▸ Problem to solve
Reproduce the rows below without any change, starting with the line that contains "occurrences of plastic" and continuing through the last line of the rows.

▸ Dataset

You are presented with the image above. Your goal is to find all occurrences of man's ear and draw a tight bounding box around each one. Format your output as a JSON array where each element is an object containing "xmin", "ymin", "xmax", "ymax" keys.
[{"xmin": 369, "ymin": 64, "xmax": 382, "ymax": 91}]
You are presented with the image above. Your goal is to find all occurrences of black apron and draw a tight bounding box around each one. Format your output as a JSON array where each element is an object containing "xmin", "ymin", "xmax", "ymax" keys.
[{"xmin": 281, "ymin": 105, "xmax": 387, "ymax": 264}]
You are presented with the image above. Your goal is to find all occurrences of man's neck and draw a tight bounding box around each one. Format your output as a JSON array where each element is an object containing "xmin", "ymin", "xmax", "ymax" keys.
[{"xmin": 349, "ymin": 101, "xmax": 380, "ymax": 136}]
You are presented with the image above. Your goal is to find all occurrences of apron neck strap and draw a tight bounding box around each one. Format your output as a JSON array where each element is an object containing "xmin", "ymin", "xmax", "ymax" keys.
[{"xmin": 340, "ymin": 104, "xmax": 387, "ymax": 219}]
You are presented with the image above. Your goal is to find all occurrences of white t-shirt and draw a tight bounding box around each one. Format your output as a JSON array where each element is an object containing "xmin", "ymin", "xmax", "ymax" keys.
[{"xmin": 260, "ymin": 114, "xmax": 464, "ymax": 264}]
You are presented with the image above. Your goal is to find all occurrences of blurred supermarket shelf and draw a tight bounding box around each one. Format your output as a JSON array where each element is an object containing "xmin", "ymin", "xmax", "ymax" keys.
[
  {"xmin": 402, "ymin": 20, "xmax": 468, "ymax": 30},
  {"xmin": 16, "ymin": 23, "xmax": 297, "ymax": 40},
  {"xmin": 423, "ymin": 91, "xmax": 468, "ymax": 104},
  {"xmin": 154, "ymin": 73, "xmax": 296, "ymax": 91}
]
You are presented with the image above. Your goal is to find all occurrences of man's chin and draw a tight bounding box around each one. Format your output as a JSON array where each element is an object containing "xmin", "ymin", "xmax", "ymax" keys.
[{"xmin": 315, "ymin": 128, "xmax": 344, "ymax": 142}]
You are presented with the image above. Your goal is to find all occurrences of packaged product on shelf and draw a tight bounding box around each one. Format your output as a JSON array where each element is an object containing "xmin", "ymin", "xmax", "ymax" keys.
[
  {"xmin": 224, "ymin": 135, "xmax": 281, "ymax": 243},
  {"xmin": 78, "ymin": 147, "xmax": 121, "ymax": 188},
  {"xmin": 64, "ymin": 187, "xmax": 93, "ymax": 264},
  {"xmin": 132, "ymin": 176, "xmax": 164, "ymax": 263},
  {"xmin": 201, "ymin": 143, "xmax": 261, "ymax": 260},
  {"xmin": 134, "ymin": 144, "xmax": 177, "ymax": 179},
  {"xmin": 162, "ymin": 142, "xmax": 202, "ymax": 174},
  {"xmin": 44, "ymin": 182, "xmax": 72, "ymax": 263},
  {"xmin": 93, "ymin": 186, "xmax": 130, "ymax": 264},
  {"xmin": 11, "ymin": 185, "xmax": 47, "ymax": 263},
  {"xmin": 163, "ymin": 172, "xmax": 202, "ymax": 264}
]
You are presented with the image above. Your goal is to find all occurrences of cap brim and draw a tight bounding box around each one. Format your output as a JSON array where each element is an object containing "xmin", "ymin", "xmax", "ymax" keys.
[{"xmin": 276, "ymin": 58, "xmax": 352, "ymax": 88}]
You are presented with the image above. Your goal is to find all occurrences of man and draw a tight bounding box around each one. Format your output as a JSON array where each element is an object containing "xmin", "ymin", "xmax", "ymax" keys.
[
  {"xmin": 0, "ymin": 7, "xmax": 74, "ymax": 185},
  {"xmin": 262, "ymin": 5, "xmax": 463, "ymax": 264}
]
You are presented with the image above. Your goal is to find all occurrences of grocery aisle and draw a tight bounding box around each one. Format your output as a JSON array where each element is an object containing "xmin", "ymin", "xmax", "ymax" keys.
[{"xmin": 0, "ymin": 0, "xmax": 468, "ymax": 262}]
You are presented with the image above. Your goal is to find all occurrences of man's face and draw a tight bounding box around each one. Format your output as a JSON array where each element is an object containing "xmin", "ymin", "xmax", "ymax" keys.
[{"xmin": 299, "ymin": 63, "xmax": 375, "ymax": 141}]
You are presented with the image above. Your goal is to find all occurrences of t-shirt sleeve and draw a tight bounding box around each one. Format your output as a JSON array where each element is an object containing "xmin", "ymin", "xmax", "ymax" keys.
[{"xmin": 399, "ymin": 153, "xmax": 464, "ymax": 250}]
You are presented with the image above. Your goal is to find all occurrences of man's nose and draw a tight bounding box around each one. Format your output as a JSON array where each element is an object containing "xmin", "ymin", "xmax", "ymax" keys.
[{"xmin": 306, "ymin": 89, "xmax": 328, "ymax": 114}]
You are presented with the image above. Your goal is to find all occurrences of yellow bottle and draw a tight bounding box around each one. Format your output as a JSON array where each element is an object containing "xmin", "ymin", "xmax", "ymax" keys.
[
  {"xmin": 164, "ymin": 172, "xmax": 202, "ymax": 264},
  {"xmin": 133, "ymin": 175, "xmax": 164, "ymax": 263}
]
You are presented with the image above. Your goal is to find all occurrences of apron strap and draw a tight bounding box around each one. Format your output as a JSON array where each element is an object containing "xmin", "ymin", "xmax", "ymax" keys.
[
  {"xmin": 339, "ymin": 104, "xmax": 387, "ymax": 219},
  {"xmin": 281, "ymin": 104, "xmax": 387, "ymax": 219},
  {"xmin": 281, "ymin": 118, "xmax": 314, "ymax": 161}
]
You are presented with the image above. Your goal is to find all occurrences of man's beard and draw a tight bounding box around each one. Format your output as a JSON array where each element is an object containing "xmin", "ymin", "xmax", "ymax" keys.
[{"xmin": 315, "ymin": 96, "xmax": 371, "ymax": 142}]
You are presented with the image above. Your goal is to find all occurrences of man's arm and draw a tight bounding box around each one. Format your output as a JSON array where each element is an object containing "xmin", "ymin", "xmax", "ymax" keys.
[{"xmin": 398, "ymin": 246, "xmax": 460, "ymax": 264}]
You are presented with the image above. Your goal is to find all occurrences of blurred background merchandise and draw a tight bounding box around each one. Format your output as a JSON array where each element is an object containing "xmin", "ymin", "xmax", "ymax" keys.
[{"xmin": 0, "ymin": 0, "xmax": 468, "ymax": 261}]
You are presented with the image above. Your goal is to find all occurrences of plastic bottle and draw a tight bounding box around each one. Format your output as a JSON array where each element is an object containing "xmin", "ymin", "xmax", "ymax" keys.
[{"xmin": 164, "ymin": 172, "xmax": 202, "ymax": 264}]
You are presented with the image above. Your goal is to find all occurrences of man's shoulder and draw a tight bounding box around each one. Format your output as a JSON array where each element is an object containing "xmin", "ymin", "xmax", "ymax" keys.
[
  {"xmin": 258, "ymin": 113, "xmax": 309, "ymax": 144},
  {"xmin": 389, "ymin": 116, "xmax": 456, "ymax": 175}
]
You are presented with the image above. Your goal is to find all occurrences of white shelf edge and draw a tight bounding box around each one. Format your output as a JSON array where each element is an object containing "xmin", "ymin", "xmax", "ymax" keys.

▸ Problem solution
You are presented with the image above. Your goal is to find all occurrences of plastic bottle and draw a tight bounding box around each one. Format your output as a JSON array where each element is an object containing "xmin", "ymin", "xmax", "ymax" keys.
[{"xmin": 164, "ymin": 172, "xmax": 202, "ymax": 264}]
You are presented with the image above. Your goal is to find all occurrences of man's shoulder and draw a tight bounding box around each one. Format your output as a JSON array where each element is an object containing "xmin", "ymin", "xmax", "ymax" keys.
[
  {"xmin": 258, "ymin": 113, "xmax": 309, "ymax": 144},
  {"xmin": 389, "ymin": 116, "xmax": 456, "ymax": 175}
]
You are presented with the image above. Your goal is to find all occurrences of white shelf edge and draw a tight bounding box around each one. Format your output as a JSON array where each element is an object containing "xmin", "ymin", "xmax", "ymax" keys.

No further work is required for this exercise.